◆ MATERIAL PROVIDED
• • • •

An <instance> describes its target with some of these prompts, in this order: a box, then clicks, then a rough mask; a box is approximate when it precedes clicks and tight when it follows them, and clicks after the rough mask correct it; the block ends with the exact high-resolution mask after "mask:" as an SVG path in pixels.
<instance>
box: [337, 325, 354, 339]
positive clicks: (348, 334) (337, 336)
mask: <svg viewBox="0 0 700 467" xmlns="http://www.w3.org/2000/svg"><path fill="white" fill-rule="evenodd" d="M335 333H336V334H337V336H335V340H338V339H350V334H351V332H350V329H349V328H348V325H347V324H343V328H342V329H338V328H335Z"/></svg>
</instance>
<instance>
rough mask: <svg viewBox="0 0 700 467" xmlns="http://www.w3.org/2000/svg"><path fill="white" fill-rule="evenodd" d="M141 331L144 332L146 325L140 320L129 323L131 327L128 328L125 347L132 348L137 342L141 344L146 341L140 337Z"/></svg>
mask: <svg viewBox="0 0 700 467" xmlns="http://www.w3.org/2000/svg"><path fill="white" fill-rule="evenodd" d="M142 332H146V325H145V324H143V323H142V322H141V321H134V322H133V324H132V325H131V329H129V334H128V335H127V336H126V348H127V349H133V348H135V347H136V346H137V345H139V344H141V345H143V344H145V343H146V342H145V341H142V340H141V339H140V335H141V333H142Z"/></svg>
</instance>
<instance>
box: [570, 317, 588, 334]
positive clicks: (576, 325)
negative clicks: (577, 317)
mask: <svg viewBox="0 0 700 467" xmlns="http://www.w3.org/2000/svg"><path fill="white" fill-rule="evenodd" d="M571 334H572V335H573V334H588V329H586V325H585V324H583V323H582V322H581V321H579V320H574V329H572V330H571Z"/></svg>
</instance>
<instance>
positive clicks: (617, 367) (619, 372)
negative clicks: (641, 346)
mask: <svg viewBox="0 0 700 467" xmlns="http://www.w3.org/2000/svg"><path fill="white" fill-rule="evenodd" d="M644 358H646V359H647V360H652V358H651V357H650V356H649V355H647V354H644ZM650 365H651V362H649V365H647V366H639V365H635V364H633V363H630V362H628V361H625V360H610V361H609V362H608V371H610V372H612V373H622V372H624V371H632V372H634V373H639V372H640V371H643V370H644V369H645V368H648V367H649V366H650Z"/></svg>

• • • •

◆ INSTRUCTIONS TO FOLLOW
Write every entry out again, exactly as it stands.

◆ SOLUTION TO THE PROBLEM
An <instance> describes its target with some of these prompts, in this order: a box, then clicks, then a rough mask; a box is approximate when it precedes clicks and tight when it follows them, and clicks after the rough mask correct it; the block ends with the exact high-resolution mask after "mask:" as an SVG path in pixels.
<instance>
box: [337, 325, 354, 339]
positive clicks: (348, 334) (337, 336)
mask: <svg viewBox="0 0 700 467" xmlns="http://www.w3.org/2000/svg"><path fill="white" fill-rule="evenodd" d="M335 333H336V334H337V336H335V340H338V339H350V334H351V332H350V329H349V328H348V325H347V324H343V328H342V329H338V328H335Z"/></svg>
</instance>
<instance>
rough mask: <svg viewBox="0 0 700 467" xmlns="http://www.w3.org/2000/svg"><path fill="white" fill-rule="evenodd" d="M141 331L144 332L146 325L140 320L129 323L131 327L128 328L125 347L132 348L137 342L141 344L146 341L140 337Z"/></svg>
mask: <svg viewBox="0 0 700 467" xmlns="http://www.w3.org/2000/svg"><path fill="white" fill-rule="evenodd" d="M142 332H146V325H145V324H143V323H142V322H141V321H134V322H133V324H132V325H131V329H129V334H128V335H127V336H126V348H127V349H133V348H135V347H136V346H137V345H139V344H141V345H143V344H145V343H146V342H145V341H142V340H141V339H140V335H141V333H142Z"/></svg>
</instance>
<instance>
box: [570, 317, 588, 334]
positive clicks: (576, 325)
negative clicks: (577, 317)
mask: <svg viewBox="0 0 700 467" xmlns="http://www.w3.org/2000/svg"><path fill="white" fill-rule="evenodd" d="M571 334H572V335H573V334H588V329H586V325H585V324H583V323H582V322H581V321H579V320H574V329H572V330H571Z"/></svg>
</instance>
<instance>
positive clicks: (617, 367) (619, 372)
negative clicks: (641, 346)
mask: <svg viewBox="0 0 700 467" xmlns="http://www.w3.org/2000/svg"><path fill="white" fill-rule="evenodd" d="M644 358H646V359H647V360H652V358H651V357H650V356H649V355H647V354H644ZM650 365H651V362H649V365H647V366H639V365H635V364H633V363H630V362H628V361H625V360H610V361H609V362H608V371H610V372H612V373H622V372H624V371H632V372H634V373H639V372H640V371H643V370H644V369H645V368H648V367H649V366H650Z"/></svg>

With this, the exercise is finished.